### SOURCE INFORMATION
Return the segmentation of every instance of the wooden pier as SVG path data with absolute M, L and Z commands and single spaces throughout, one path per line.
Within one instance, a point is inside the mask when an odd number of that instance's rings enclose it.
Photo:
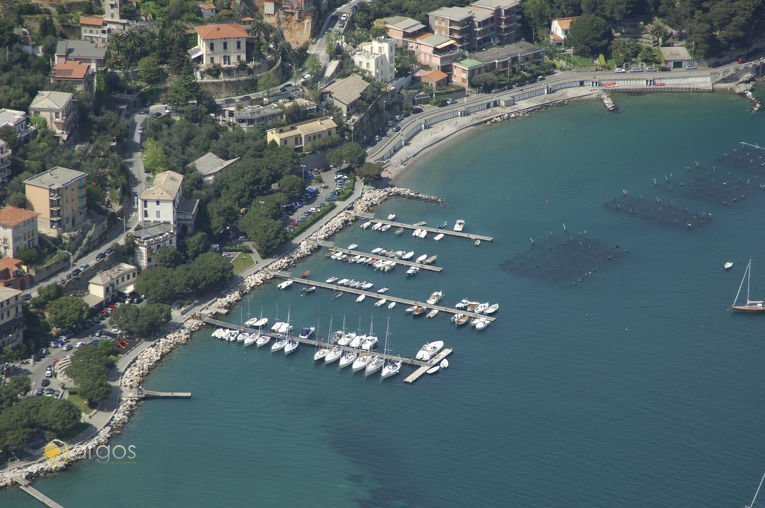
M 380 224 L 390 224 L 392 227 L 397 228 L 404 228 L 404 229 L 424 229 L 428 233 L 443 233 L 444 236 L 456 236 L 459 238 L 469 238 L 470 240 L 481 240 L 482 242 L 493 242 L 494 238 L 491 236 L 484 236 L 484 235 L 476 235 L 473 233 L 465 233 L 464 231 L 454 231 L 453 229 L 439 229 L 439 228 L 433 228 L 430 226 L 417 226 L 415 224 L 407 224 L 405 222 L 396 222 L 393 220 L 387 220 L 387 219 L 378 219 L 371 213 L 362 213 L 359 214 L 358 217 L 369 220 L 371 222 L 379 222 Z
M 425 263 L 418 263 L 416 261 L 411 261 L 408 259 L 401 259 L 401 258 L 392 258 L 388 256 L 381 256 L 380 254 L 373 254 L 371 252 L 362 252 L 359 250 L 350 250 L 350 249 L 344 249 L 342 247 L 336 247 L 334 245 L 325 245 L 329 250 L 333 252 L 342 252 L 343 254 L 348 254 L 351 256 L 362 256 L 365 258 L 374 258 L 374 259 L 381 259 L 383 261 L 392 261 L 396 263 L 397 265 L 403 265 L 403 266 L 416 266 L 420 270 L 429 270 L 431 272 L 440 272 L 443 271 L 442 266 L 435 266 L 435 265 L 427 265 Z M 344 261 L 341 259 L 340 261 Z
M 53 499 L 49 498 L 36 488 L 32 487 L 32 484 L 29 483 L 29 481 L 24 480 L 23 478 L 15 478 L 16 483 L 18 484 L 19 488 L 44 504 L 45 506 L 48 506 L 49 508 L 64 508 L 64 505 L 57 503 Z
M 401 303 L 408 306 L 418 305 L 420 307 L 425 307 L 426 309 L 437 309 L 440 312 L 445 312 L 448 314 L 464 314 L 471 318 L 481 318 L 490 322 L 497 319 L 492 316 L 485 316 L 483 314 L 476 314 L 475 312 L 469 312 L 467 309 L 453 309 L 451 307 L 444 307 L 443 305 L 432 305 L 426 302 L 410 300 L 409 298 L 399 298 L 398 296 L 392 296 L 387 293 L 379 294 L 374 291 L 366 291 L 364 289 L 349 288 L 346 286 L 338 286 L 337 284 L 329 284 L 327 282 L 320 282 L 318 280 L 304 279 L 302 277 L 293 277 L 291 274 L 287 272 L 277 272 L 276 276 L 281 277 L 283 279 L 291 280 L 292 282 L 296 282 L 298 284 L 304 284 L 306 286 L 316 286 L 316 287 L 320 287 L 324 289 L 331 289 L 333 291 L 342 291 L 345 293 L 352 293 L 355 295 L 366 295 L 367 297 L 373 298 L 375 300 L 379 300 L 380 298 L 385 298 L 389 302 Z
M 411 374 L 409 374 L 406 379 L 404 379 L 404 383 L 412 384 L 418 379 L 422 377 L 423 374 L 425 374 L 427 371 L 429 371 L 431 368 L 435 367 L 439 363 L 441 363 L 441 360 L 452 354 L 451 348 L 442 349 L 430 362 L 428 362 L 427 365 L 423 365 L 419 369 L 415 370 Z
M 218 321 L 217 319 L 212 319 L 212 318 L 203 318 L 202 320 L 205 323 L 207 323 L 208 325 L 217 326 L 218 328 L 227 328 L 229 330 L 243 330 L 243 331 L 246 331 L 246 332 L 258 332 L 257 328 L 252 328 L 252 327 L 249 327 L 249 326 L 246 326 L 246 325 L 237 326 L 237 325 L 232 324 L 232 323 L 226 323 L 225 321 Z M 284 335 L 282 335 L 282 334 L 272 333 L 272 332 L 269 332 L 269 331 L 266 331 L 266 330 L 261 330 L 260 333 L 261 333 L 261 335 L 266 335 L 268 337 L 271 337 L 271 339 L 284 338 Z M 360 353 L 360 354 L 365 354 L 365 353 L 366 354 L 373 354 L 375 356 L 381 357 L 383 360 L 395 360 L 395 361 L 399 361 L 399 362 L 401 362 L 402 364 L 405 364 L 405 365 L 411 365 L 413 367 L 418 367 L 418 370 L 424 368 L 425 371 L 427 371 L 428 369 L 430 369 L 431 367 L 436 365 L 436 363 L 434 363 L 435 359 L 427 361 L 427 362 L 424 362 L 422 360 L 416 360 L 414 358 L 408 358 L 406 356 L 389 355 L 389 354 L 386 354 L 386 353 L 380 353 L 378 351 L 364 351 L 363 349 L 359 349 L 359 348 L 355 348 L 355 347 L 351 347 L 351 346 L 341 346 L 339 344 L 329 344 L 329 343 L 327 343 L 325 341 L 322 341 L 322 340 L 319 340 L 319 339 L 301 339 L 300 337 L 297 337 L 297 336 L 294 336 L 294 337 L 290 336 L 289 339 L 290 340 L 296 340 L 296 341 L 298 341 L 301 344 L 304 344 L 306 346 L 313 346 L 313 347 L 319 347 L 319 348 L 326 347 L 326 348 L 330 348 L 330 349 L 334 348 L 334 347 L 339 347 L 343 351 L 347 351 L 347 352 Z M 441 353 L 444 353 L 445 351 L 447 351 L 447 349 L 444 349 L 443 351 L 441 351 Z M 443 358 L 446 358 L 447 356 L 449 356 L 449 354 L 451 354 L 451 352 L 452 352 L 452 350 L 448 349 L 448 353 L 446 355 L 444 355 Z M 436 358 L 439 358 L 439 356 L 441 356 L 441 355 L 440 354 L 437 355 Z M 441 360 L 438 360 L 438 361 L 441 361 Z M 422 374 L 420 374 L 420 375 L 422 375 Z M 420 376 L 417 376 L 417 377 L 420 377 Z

...

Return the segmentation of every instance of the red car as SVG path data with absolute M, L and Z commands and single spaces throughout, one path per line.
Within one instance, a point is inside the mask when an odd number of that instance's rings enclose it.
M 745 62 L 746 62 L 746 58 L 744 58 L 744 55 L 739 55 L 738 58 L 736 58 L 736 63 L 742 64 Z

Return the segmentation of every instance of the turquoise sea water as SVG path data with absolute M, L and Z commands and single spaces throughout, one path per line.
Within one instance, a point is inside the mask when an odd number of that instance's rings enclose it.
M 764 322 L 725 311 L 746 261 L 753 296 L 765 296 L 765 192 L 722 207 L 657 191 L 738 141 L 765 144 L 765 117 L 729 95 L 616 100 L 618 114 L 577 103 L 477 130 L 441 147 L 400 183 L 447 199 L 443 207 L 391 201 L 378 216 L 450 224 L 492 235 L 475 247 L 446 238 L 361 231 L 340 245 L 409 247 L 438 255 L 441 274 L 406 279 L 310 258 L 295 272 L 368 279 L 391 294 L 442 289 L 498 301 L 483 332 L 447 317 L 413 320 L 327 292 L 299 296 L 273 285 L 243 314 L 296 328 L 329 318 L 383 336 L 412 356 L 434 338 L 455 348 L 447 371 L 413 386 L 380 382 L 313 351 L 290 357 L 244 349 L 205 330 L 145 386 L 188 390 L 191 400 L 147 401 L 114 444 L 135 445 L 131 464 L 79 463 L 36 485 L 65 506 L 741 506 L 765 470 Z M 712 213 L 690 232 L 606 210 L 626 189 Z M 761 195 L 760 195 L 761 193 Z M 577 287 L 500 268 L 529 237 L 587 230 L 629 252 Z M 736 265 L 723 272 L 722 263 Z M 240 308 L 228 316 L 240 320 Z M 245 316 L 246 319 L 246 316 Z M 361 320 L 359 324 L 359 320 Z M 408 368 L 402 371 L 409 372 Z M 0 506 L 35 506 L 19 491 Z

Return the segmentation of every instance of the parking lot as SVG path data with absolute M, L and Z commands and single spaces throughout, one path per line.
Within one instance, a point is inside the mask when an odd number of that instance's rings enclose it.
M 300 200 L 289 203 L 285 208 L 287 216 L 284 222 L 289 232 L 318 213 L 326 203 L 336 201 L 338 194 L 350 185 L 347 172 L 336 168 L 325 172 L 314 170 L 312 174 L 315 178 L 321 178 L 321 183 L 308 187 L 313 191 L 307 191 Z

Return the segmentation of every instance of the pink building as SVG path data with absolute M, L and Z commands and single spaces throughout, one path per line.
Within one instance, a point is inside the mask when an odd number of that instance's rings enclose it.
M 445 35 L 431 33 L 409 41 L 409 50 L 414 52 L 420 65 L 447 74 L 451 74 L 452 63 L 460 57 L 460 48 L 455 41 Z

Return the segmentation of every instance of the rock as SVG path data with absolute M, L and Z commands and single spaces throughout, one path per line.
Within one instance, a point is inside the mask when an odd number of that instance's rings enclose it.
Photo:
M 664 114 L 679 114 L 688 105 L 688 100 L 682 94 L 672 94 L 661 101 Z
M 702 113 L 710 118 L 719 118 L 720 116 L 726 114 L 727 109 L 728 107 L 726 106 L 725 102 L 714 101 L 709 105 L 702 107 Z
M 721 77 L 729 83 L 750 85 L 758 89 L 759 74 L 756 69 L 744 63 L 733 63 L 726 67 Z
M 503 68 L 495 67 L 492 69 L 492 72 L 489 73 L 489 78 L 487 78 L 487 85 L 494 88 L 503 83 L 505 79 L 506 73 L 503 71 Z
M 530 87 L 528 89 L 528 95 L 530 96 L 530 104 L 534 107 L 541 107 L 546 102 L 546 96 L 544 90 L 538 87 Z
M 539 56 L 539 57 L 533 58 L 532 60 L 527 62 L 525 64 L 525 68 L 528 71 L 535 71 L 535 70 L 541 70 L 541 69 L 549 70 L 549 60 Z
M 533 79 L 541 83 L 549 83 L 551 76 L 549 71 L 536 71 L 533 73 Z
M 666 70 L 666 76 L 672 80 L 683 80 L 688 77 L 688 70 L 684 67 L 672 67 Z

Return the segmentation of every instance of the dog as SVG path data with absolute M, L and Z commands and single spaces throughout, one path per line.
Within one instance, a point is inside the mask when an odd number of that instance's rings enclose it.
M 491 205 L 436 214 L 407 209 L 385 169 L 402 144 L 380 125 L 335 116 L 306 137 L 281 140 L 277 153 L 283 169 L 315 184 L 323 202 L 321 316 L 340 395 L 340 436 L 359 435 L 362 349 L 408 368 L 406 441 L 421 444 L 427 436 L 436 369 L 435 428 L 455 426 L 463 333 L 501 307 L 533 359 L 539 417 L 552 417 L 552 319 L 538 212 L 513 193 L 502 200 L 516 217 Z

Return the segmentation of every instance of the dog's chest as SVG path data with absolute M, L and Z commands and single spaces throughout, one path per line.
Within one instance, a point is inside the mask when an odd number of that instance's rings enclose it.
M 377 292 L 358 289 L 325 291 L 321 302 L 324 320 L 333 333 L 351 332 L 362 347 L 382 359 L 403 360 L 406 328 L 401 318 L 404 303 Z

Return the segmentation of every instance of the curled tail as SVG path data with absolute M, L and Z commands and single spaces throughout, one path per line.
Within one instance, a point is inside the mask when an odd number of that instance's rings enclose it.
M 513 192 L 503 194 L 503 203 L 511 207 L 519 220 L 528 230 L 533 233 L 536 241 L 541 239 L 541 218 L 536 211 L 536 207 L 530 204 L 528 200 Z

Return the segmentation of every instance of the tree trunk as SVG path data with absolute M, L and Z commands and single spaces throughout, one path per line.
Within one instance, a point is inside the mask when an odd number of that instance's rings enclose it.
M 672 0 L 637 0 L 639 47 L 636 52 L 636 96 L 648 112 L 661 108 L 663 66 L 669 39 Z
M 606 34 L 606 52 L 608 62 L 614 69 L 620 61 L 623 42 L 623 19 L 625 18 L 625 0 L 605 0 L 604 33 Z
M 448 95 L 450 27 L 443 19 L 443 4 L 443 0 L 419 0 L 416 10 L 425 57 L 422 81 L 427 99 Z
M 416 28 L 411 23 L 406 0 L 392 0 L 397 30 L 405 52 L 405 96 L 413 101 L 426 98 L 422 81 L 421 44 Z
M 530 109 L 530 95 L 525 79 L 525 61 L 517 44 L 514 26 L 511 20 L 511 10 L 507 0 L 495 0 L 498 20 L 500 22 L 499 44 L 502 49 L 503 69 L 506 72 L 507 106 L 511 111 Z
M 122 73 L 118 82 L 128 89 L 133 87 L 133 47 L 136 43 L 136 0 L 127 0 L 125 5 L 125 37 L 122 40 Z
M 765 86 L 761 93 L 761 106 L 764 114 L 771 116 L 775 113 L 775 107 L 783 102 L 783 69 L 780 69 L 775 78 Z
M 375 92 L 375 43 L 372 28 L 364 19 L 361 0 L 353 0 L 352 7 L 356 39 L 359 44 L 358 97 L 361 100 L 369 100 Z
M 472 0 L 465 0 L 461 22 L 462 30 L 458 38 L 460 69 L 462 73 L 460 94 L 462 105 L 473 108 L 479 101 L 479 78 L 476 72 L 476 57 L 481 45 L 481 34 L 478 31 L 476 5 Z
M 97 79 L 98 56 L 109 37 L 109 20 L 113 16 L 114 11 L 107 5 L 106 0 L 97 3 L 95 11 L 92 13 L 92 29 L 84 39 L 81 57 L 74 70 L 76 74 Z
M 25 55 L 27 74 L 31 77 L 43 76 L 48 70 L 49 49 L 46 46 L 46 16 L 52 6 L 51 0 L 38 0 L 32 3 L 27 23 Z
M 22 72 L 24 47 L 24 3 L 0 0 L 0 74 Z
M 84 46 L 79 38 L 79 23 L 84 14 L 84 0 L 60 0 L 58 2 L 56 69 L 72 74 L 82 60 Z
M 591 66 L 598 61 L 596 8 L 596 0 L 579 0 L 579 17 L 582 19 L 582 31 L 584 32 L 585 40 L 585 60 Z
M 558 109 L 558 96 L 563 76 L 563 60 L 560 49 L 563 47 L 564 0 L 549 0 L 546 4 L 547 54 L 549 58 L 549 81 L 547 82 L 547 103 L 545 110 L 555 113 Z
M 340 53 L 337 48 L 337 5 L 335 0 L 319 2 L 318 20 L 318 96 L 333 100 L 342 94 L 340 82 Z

* * *

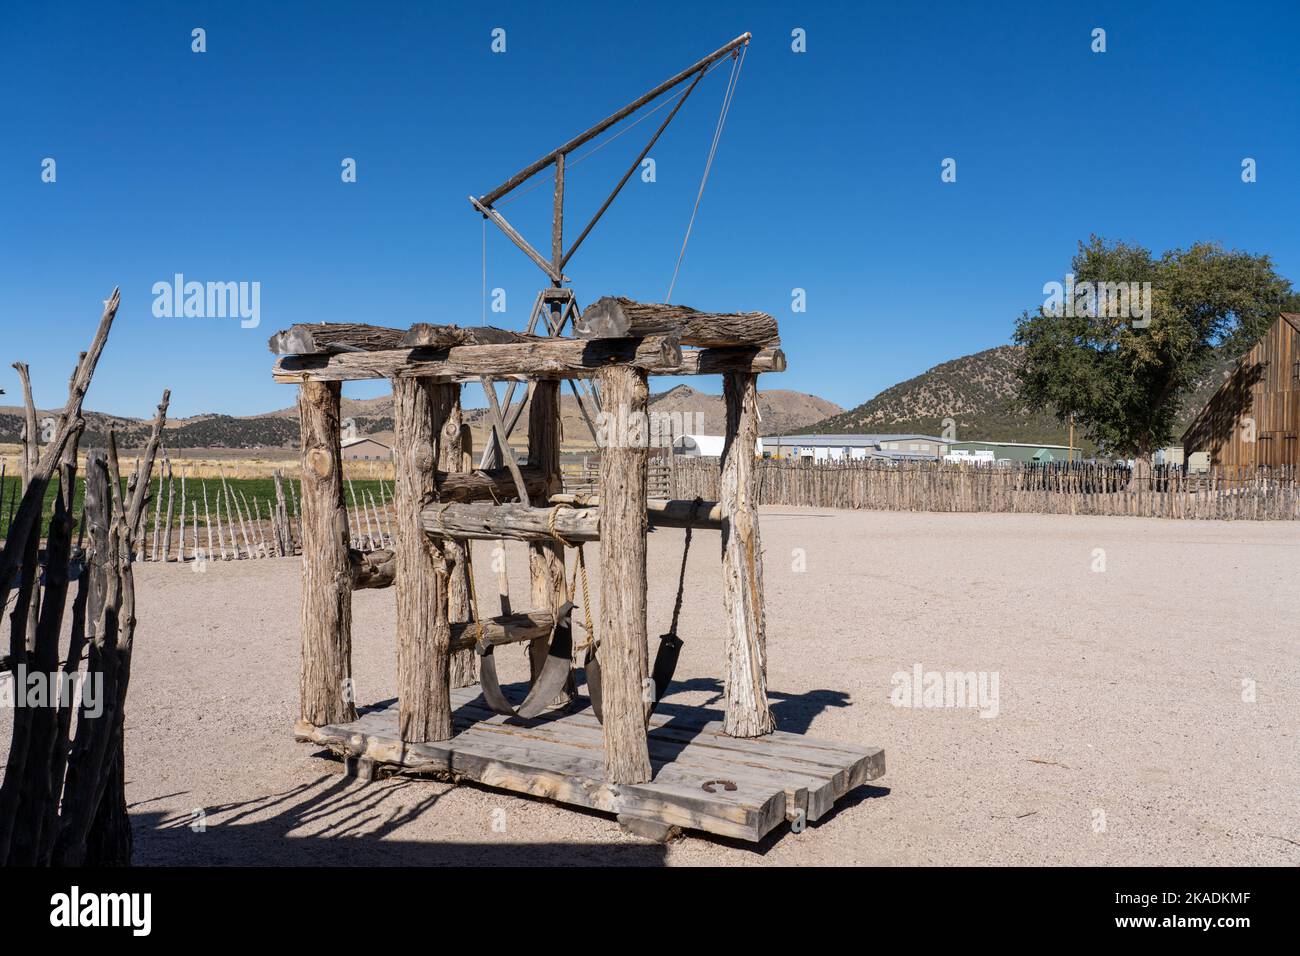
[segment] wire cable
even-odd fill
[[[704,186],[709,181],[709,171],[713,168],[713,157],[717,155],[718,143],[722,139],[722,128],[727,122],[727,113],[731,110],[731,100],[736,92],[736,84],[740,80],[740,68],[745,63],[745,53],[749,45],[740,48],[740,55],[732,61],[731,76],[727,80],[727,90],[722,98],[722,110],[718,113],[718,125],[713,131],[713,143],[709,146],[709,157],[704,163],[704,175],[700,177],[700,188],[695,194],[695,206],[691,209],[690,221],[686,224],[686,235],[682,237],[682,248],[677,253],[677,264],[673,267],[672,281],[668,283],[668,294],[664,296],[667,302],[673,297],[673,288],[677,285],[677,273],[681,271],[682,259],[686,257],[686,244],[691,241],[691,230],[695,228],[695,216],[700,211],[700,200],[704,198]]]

### YOUR INSTRUCTIONS
Of the lines above, extract only those from the line with "Return the segmentation of every instance of the red" to the line with "Return the segmentation of every instance of the turquoise", both included, exactly as written.

### RESULT OF THE EXERCISE
Return the segmentation of every instance of the red car as SVG path data with absolute M, L and Z commands and single spaces throughout, one path per line.
Within one instance, a point is inside the mask when an odd number of that instance's rings enclose it.
M 745 62 L 746 62 L 746 58 L 744 58 L 744 55 L 739 55 L 738 58 L 736 58 L 736 63 L 742 64 Z

Return the segmentation of every instance of the turquoise sea water as SVG path data with absolute M, L and Z commands and single spaces throughout, one path per line.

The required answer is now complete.